(Dataset records)
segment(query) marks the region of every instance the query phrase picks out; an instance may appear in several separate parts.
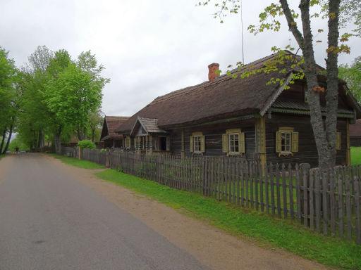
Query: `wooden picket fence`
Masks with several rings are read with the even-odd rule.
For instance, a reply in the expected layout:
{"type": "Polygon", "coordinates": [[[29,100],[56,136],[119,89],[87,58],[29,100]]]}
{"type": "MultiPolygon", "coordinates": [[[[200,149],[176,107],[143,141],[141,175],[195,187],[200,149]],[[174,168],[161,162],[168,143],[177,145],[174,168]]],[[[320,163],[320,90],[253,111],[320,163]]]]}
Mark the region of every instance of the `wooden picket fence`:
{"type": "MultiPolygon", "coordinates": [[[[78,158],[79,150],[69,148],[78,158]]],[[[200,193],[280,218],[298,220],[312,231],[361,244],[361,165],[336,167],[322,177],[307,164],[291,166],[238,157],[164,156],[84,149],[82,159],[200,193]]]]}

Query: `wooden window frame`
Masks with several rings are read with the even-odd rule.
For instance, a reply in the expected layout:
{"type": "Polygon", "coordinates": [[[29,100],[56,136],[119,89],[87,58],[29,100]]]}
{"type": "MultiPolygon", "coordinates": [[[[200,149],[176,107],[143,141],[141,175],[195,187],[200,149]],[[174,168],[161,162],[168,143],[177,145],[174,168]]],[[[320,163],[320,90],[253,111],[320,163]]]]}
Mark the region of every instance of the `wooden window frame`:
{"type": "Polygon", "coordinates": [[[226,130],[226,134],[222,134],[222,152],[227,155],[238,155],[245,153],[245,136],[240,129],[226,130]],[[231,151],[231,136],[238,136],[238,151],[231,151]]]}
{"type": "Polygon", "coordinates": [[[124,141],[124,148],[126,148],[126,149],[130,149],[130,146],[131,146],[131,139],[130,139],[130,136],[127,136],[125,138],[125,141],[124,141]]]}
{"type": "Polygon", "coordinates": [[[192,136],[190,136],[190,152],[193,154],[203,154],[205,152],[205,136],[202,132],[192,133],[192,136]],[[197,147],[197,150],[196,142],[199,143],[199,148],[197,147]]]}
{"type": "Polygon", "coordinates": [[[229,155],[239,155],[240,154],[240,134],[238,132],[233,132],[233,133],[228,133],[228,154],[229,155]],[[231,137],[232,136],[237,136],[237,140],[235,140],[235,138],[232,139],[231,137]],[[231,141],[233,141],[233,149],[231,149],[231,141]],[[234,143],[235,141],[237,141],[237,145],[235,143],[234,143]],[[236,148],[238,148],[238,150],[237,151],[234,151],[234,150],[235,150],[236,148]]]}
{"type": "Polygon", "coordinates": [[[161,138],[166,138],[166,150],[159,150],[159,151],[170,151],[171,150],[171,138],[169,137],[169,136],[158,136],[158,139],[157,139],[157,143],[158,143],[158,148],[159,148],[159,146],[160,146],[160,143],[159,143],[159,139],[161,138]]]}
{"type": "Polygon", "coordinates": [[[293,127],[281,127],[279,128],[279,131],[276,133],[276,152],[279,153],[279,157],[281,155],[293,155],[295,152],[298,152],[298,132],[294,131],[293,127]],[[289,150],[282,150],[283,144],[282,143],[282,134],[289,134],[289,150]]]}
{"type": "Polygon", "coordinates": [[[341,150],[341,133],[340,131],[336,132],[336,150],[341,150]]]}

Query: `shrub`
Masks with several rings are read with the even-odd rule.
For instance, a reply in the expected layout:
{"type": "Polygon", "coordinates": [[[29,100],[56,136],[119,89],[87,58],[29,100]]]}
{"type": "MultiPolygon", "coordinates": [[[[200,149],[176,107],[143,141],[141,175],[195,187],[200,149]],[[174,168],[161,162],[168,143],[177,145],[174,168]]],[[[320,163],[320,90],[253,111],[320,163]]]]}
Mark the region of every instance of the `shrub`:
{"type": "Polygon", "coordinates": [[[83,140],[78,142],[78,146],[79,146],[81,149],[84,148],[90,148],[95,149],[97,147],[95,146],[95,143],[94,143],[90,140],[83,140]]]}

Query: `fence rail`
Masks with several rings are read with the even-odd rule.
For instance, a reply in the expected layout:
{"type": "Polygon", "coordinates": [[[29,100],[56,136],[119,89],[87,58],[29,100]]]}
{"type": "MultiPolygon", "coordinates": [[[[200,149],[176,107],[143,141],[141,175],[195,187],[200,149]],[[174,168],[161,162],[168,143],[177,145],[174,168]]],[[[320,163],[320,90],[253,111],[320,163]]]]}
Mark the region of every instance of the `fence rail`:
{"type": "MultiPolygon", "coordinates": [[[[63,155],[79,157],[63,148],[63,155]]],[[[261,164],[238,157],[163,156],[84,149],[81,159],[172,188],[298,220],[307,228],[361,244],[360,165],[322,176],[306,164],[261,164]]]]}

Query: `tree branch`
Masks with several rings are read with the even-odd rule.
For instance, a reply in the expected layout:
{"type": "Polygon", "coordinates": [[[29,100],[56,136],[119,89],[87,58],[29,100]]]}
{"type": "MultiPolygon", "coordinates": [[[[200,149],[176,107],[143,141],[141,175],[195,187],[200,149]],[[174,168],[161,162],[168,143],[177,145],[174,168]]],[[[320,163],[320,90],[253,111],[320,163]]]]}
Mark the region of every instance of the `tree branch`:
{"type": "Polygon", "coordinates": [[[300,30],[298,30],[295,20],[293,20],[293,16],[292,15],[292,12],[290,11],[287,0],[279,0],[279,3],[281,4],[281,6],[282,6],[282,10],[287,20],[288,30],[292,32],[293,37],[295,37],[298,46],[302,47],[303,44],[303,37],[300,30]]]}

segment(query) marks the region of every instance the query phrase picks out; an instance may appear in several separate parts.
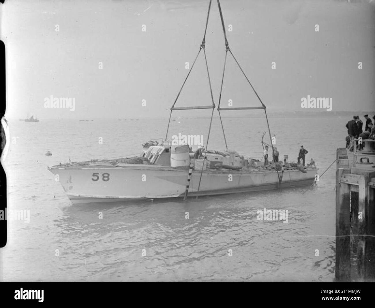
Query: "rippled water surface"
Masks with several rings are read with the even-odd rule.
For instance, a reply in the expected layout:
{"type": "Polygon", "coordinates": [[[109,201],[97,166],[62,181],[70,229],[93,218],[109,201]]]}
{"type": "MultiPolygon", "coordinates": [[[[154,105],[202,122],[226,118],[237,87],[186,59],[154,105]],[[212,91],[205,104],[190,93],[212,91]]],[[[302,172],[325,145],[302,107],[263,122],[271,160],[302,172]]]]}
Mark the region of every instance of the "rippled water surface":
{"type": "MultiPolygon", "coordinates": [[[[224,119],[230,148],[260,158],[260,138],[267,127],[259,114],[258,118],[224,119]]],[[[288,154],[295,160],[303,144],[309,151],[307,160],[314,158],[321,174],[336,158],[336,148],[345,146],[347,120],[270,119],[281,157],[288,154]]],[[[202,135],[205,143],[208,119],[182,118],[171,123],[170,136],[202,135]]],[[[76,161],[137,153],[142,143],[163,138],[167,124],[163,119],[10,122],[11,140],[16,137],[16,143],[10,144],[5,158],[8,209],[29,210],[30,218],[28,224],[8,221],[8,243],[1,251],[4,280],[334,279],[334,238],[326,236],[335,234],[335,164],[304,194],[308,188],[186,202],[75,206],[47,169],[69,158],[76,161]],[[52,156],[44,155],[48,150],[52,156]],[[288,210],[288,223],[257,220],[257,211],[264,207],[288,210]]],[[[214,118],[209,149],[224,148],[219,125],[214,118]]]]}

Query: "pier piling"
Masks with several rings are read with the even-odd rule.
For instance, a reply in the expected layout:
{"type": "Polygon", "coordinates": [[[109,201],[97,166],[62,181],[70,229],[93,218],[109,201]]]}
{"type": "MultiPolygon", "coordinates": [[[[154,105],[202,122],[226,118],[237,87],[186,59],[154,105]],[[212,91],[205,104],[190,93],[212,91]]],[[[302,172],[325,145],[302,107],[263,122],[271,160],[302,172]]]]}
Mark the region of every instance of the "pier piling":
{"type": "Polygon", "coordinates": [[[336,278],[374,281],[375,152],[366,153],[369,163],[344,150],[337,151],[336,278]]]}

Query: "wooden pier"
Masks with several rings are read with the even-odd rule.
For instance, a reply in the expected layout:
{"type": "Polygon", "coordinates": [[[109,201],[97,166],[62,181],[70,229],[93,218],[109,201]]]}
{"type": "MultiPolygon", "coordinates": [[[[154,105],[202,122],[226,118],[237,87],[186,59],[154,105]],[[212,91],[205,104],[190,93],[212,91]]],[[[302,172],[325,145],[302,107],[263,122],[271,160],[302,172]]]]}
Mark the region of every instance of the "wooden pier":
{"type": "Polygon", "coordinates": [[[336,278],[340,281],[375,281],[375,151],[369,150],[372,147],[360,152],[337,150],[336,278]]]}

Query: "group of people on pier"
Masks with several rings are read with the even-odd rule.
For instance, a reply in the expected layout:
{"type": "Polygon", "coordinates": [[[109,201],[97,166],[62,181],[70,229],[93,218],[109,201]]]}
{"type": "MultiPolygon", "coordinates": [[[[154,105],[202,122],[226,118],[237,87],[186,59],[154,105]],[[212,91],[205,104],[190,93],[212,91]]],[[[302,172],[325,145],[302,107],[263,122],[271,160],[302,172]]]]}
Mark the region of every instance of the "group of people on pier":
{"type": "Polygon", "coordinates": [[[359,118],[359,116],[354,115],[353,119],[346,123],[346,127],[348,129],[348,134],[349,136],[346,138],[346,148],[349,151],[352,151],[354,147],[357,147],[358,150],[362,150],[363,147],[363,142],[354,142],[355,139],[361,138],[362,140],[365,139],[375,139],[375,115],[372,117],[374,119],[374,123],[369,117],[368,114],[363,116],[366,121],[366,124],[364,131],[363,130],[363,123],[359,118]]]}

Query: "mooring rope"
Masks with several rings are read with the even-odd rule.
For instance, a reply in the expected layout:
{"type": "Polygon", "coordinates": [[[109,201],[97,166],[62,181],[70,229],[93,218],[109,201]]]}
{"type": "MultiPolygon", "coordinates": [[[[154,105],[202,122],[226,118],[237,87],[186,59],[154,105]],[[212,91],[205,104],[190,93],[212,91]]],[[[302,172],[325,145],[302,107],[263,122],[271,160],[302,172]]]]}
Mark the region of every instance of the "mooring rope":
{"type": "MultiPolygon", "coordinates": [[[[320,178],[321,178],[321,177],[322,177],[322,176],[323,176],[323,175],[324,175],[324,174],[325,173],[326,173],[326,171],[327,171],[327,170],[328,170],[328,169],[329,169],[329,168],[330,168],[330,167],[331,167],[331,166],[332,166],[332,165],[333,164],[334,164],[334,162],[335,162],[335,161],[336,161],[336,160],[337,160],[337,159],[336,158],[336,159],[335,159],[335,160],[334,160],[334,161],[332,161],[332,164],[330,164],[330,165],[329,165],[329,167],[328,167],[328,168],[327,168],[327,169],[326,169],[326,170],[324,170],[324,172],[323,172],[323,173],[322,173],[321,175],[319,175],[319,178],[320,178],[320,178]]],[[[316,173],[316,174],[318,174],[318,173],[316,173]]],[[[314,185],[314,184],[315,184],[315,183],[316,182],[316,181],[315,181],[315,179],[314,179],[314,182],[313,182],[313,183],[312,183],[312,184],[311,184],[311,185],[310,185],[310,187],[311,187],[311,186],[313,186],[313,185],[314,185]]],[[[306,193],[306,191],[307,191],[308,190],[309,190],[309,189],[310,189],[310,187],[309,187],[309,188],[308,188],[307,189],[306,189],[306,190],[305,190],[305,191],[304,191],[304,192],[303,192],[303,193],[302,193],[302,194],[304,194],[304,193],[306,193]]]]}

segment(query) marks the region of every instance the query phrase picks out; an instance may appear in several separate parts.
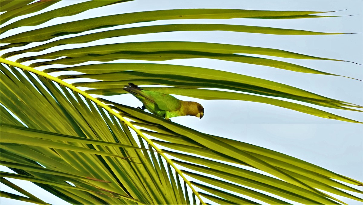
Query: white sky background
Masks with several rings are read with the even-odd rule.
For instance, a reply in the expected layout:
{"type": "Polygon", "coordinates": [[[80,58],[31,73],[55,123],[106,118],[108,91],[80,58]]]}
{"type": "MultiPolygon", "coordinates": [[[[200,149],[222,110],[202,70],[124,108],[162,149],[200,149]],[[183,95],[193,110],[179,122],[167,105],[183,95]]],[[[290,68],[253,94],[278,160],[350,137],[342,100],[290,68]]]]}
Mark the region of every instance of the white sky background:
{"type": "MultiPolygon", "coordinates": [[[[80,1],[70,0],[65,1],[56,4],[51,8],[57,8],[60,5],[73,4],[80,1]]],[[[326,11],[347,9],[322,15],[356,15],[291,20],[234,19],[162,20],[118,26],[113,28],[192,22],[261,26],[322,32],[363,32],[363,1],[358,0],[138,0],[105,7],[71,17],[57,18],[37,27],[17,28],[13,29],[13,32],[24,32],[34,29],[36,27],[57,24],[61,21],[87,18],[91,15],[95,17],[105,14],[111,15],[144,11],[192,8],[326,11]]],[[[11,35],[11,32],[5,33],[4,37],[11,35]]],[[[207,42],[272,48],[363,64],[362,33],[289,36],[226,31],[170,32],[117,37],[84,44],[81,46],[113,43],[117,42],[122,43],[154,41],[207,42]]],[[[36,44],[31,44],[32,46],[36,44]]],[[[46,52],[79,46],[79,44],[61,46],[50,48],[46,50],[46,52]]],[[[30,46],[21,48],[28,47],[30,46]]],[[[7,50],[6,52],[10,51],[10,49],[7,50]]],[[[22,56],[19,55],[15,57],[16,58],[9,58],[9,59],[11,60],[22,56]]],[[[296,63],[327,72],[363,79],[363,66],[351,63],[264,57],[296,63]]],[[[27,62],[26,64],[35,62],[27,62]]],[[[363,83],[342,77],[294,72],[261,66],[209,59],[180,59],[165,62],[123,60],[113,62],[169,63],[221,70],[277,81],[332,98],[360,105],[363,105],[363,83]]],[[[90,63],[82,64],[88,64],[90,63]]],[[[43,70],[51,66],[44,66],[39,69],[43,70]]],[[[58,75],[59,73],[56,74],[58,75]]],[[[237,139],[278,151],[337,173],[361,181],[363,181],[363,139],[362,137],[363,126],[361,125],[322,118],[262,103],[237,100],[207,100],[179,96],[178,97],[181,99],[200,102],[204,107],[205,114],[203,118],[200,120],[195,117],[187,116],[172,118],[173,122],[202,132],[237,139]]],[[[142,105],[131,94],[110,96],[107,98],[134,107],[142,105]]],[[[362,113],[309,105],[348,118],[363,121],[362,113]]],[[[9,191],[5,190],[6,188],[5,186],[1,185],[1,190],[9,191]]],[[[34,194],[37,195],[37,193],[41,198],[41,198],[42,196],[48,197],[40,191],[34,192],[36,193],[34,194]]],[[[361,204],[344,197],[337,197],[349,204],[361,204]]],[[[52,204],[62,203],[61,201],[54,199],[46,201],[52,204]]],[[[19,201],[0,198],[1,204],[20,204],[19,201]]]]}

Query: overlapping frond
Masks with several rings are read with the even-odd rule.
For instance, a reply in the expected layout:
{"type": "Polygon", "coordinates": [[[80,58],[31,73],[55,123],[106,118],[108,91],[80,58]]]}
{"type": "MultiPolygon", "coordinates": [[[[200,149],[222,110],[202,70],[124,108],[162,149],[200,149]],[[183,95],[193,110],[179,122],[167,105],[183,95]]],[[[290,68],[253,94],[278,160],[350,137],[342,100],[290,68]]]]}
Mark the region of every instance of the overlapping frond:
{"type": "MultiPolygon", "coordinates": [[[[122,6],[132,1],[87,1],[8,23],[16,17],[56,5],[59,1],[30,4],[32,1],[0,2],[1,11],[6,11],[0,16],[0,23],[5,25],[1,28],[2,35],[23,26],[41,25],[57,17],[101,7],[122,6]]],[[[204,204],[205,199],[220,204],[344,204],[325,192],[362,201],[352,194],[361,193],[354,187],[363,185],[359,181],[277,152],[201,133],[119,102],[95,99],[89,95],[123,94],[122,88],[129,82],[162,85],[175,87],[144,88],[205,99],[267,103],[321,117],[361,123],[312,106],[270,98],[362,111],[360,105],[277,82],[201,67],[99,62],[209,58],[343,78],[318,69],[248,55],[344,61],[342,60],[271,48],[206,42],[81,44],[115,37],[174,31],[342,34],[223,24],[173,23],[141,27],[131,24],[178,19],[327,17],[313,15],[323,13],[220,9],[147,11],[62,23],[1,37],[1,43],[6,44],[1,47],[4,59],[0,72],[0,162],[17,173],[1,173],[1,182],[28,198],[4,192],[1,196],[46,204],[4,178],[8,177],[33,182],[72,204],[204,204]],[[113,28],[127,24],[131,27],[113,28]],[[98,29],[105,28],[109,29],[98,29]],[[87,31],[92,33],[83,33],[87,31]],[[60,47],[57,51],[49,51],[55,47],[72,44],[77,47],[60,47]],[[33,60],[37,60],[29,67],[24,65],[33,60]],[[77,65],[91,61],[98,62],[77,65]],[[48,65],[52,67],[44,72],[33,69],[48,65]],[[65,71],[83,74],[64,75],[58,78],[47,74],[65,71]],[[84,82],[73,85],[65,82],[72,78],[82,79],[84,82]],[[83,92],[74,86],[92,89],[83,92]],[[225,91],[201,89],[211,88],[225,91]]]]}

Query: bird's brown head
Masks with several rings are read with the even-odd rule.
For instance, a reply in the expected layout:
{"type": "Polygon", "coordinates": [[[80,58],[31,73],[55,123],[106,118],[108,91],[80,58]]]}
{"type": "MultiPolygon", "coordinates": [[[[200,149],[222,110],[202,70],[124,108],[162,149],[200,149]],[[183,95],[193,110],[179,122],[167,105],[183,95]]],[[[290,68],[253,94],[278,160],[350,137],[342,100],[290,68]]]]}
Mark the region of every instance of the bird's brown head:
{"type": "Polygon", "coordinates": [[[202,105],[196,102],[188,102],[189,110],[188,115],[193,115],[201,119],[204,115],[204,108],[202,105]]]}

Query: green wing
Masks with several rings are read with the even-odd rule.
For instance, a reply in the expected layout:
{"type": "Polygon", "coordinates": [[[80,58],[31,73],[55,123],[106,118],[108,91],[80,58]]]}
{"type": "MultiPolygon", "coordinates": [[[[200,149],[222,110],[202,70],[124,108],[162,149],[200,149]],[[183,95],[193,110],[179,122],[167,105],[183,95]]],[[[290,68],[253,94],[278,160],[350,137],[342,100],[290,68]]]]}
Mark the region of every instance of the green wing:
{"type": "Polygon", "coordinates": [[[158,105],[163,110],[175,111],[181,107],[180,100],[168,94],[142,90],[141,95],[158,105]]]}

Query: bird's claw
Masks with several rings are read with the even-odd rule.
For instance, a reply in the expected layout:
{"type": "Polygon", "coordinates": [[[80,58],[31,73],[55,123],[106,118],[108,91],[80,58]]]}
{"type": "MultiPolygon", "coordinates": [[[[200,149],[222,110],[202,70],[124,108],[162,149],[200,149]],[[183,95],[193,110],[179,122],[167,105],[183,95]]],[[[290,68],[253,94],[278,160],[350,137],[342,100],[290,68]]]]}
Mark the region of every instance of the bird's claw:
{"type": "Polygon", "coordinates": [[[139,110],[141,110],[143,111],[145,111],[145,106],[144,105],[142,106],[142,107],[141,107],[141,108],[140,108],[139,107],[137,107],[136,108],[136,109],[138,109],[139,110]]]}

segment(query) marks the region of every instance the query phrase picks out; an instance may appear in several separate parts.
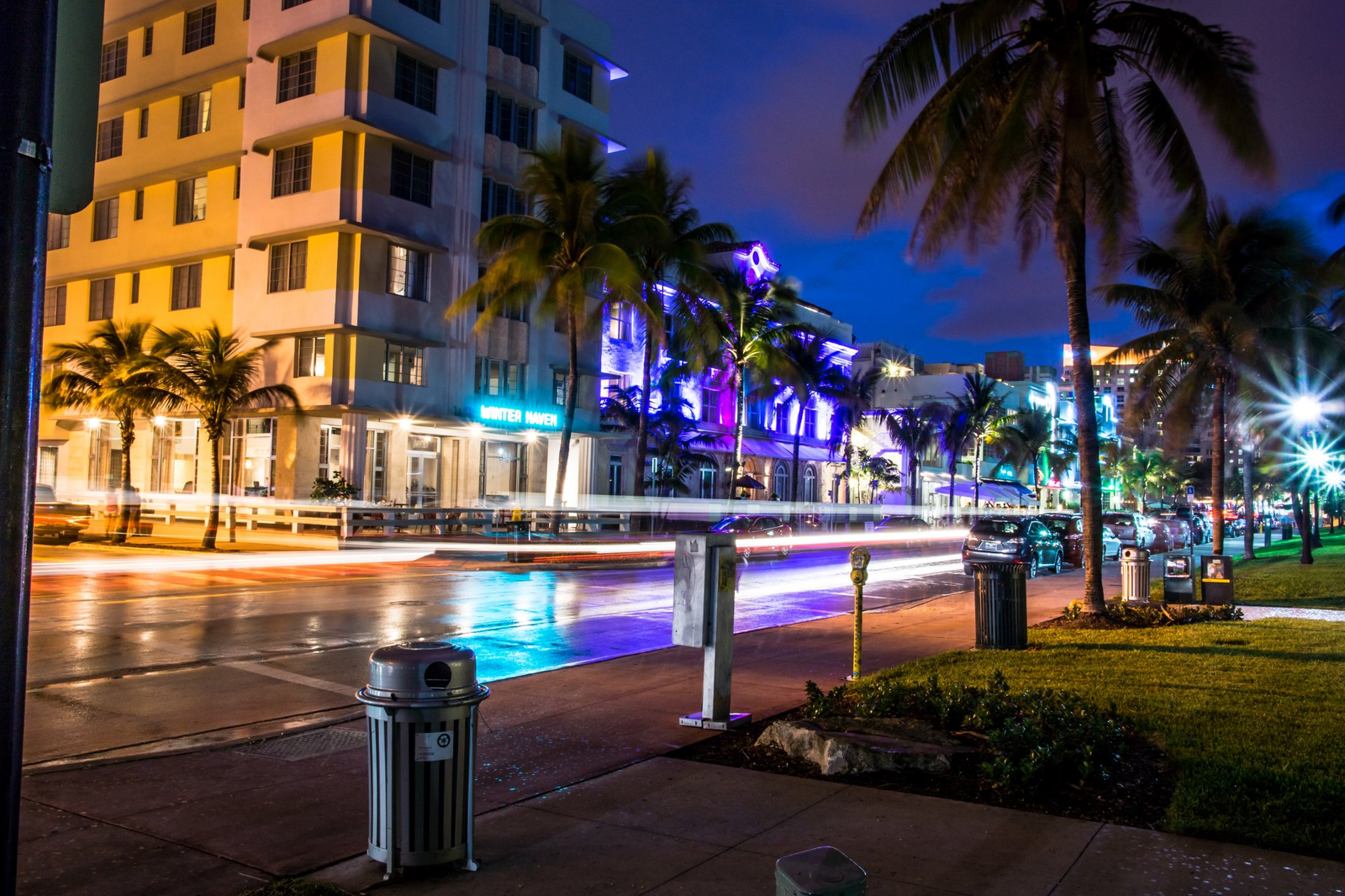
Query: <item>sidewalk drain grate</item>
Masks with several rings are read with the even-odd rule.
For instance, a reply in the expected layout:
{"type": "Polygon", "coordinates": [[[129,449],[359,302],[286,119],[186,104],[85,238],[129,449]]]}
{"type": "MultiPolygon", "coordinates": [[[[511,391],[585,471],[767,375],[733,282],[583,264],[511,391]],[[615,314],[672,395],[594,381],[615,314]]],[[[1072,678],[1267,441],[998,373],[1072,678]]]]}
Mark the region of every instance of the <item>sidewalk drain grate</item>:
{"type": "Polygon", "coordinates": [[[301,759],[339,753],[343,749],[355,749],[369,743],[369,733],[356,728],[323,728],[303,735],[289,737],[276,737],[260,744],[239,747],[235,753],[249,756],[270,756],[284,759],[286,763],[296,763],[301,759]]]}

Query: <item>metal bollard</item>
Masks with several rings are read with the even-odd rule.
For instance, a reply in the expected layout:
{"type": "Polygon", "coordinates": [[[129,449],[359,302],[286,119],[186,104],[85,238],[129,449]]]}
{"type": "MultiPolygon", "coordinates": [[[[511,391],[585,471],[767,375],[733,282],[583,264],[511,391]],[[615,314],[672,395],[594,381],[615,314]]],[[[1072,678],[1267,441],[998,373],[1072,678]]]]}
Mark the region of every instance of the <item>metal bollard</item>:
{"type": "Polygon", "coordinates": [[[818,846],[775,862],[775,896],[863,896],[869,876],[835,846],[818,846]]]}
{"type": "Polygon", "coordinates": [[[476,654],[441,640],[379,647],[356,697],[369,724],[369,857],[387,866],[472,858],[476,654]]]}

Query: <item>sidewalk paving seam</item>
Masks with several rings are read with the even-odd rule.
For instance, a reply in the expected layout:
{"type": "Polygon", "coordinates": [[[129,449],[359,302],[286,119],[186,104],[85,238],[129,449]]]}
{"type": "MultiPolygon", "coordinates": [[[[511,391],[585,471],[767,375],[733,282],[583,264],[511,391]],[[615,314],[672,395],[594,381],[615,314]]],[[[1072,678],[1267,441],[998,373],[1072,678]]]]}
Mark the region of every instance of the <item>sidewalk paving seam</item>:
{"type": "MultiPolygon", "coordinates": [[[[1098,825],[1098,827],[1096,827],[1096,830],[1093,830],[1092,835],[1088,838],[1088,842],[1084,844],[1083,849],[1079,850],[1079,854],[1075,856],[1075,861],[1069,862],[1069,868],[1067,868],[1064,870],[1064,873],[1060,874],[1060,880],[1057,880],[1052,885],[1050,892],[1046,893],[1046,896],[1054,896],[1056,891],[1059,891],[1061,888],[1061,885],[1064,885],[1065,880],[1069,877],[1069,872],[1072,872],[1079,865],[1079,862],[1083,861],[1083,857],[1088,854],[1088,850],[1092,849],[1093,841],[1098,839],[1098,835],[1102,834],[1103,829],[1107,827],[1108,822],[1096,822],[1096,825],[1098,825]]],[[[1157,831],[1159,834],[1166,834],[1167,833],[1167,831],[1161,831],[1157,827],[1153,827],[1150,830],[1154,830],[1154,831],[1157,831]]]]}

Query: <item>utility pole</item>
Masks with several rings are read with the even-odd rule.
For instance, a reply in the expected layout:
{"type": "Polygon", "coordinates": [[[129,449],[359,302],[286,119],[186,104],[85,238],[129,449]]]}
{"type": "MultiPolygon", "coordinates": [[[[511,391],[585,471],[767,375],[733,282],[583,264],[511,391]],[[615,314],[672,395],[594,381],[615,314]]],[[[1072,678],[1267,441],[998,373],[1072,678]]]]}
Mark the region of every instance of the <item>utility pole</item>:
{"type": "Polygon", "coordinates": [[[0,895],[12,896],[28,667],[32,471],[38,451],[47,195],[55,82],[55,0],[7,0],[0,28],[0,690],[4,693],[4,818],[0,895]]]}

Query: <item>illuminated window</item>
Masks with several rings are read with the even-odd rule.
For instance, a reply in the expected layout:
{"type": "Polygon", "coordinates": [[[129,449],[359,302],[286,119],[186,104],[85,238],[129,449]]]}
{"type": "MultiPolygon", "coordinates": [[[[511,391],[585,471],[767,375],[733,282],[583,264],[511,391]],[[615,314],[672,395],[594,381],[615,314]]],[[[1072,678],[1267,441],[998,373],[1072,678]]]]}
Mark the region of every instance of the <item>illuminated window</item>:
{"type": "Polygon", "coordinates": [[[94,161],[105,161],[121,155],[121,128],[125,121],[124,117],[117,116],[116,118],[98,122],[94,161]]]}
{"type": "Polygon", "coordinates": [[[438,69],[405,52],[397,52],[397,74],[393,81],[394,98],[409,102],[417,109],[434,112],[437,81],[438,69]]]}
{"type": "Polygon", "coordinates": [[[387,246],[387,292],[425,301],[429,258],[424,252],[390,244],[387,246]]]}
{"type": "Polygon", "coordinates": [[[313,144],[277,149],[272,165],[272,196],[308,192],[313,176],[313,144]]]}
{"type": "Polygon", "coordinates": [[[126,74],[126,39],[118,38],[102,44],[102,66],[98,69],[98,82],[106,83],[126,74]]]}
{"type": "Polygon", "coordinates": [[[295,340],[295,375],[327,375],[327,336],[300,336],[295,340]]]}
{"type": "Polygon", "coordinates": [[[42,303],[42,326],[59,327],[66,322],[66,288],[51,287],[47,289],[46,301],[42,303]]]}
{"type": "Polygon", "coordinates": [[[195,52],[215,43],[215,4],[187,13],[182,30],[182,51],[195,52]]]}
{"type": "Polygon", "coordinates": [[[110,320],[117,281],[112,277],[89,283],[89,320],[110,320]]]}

=== To be done ===
Please filter the records above, keeping every line that contains the word "branch". Matching is case-sensitive.

=== Solution to this exercise ===
Query: `tree branch`
Mark the region of every instance of the `tree branch`:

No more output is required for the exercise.